Records shown section start
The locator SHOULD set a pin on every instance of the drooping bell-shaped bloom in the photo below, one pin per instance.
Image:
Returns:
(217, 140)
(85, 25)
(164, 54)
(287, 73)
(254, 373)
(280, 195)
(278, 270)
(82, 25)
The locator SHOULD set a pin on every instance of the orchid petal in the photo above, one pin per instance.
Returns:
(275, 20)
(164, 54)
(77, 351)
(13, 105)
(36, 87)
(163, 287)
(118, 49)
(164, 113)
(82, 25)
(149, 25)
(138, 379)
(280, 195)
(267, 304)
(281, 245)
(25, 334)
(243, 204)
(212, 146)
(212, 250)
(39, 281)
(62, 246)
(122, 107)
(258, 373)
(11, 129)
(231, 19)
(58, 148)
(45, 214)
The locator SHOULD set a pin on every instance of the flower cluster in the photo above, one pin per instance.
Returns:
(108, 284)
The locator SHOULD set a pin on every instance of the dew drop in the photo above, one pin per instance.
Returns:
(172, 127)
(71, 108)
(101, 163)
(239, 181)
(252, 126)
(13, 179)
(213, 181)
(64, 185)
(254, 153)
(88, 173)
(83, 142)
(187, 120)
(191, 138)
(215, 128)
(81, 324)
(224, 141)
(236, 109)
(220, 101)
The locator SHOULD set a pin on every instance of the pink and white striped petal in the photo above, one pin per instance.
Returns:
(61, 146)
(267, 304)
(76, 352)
Records shown section end
§ Instructions to follow
The lines needed run from the first line of the data through the line containing "of the orchid"; give them again exactly and nothing else.

§ Result
The locator SHOULD set a pin on every instance of the drooping bell-shaped bloom in the photo below, one pin per instance.
Image:
Returns:
(217, 140)
(85, 25)
(164, 54)
(287, 73)
(254, 373)
(280, 195)
(278, 270)
(82, 25)
The locator SHOULD set a pin on every instance of the orchid petal in the photo above, one pin per instance.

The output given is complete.